DATA SECTION:

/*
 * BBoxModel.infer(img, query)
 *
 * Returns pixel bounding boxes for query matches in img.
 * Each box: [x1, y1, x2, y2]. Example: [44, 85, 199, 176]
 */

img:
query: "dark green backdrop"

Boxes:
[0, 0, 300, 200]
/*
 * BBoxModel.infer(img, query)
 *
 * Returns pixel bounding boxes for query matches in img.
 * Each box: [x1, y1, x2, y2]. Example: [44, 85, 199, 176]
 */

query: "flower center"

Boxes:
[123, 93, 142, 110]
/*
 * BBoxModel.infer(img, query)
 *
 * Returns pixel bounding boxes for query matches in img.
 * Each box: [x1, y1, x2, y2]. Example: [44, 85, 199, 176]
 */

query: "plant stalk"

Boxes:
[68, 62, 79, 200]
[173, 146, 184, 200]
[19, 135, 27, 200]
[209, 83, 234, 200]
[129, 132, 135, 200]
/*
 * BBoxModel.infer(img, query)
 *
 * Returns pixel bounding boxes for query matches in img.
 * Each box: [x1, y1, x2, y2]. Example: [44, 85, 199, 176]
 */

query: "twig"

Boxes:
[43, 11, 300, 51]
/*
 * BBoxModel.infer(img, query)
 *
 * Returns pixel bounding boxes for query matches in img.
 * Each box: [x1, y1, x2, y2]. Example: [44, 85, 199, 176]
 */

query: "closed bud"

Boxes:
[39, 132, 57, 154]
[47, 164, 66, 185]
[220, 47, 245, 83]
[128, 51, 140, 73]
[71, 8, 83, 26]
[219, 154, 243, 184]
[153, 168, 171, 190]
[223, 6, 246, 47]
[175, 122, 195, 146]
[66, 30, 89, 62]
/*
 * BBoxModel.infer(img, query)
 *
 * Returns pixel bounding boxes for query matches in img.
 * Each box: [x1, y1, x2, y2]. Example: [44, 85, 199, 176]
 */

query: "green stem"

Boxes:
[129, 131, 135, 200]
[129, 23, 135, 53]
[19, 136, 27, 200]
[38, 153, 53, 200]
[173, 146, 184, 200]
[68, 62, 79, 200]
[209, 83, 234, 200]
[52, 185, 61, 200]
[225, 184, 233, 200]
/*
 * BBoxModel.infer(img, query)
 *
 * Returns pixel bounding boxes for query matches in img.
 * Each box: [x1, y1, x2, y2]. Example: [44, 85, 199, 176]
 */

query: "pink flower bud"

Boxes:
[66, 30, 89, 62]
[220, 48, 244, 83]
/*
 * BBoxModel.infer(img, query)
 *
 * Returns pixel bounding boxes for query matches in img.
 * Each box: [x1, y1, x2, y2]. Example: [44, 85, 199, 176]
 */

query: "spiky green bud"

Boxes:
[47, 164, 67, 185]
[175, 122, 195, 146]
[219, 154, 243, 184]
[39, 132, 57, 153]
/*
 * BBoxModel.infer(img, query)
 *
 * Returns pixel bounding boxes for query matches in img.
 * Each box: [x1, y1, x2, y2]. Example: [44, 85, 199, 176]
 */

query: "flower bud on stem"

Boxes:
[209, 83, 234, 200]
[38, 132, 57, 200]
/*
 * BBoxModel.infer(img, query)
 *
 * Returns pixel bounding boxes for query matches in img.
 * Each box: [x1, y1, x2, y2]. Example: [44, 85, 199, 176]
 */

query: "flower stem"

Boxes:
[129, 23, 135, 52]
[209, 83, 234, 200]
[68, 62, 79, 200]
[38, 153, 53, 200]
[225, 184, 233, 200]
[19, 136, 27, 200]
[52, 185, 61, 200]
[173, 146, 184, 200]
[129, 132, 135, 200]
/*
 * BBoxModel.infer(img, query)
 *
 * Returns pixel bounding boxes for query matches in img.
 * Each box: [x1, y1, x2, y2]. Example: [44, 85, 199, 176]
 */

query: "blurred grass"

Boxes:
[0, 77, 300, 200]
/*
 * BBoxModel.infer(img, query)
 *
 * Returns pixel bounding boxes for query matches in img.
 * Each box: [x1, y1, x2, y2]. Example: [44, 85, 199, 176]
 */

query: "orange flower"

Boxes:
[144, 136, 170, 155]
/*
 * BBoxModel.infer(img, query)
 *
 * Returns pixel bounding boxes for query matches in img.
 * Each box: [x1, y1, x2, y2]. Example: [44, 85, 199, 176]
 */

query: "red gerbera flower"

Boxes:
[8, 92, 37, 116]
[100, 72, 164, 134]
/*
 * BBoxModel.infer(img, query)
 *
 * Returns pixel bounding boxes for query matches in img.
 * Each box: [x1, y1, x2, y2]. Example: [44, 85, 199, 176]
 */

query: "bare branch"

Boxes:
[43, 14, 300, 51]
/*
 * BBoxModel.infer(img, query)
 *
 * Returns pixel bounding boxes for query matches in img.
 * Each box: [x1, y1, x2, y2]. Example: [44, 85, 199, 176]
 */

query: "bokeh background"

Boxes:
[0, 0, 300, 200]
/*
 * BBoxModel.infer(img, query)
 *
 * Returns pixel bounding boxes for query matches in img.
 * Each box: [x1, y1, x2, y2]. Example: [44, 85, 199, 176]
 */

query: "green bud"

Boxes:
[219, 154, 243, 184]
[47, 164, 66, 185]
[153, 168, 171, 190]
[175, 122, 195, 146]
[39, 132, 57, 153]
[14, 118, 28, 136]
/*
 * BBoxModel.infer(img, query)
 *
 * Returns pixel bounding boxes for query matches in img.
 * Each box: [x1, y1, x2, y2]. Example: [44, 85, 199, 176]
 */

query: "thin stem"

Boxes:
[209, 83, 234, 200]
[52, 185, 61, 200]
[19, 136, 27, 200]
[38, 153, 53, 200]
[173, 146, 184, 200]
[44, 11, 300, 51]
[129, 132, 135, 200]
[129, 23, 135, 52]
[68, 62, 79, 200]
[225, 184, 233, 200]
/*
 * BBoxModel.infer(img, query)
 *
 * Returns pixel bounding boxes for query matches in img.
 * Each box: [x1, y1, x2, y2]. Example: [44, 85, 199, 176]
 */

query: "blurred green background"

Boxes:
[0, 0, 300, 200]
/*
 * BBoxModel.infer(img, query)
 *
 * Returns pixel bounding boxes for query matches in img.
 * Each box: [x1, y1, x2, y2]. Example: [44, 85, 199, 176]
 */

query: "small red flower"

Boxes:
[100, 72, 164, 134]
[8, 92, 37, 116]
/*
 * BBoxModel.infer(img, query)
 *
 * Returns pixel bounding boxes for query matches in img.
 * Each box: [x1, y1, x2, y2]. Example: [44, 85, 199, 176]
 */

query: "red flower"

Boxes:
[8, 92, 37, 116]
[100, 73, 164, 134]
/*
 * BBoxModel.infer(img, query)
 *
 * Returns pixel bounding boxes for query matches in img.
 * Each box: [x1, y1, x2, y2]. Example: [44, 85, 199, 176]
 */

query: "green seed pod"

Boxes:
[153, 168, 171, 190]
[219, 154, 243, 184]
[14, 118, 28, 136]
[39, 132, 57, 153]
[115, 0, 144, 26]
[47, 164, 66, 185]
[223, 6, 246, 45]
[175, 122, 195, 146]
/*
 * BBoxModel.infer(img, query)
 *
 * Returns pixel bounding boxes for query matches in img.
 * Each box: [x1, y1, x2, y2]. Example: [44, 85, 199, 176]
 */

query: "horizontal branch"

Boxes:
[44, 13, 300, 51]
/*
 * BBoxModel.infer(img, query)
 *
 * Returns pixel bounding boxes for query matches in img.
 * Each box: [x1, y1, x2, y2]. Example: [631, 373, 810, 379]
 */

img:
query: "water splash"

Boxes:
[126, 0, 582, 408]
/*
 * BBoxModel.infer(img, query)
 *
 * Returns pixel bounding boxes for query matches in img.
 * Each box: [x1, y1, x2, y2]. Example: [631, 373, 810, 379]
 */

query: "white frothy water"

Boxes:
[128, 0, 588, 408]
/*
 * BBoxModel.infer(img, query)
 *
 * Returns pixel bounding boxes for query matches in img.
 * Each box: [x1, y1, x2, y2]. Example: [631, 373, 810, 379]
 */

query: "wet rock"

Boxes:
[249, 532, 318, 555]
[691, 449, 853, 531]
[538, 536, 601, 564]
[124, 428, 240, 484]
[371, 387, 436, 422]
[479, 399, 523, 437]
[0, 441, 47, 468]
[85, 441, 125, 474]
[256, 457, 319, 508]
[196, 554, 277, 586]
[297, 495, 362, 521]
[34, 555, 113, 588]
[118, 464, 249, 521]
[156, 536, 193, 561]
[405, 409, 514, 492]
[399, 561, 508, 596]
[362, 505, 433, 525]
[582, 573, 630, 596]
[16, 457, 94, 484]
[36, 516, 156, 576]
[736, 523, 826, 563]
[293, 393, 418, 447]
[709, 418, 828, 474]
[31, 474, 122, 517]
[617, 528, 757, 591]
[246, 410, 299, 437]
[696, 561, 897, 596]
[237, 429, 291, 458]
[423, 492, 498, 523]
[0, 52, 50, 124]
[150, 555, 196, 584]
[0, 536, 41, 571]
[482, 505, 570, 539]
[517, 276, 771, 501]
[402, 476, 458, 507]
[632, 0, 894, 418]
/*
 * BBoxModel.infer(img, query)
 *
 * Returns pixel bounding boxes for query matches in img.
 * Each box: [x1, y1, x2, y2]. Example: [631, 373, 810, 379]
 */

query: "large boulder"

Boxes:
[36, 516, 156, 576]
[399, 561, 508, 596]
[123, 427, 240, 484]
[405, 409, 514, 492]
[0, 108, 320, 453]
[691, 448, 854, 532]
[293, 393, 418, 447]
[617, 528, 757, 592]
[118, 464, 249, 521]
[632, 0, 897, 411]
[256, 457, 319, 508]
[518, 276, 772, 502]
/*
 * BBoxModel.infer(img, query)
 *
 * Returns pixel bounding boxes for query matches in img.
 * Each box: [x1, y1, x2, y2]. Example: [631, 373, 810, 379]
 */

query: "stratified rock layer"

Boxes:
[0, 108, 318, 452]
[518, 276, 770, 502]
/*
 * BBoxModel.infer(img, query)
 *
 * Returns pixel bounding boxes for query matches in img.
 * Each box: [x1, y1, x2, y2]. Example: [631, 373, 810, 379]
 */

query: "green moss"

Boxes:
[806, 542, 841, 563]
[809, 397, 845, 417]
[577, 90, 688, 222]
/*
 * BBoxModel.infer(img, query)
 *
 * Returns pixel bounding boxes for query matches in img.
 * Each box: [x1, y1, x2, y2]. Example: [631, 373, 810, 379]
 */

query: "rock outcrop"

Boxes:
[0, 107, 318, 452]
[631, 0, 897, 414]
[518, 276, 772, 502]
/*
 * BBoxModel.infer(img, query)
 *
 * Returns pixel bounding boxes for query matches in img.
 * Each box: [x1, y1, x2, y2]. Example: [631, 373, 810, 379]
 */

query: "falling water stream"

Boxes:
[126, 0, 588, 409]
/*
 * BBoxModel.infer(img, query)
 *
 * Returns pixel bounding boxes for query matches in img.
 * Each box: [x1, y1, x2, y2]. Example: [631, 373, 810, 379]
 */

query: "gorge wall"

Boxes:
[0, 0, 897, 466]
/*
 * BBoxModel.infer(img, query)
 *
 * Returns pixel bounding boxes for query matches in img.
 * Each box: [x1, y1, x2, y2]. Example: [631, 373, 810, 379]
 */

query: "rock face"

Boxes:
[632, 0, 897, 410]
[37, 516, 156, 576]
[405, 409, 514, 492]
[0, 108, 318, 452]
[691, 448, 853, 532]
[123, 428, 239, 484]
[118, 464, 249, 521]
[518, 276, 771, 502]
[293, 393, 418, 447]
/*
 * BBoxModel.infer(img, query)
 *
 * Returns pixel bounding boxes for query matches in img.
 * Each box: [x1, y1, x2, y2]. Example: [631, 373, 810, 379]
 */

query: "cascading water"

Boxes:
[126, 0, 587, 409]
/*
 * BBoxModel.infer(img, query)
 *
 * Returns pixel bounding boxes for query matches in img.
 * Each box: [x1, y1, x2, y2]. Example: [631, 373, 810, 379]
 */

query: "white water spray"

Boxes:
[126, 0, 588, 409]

TO DO:
Count the lines above that contain the string "water", and reply with that number alone.

WRITTEN SOLUTION:
5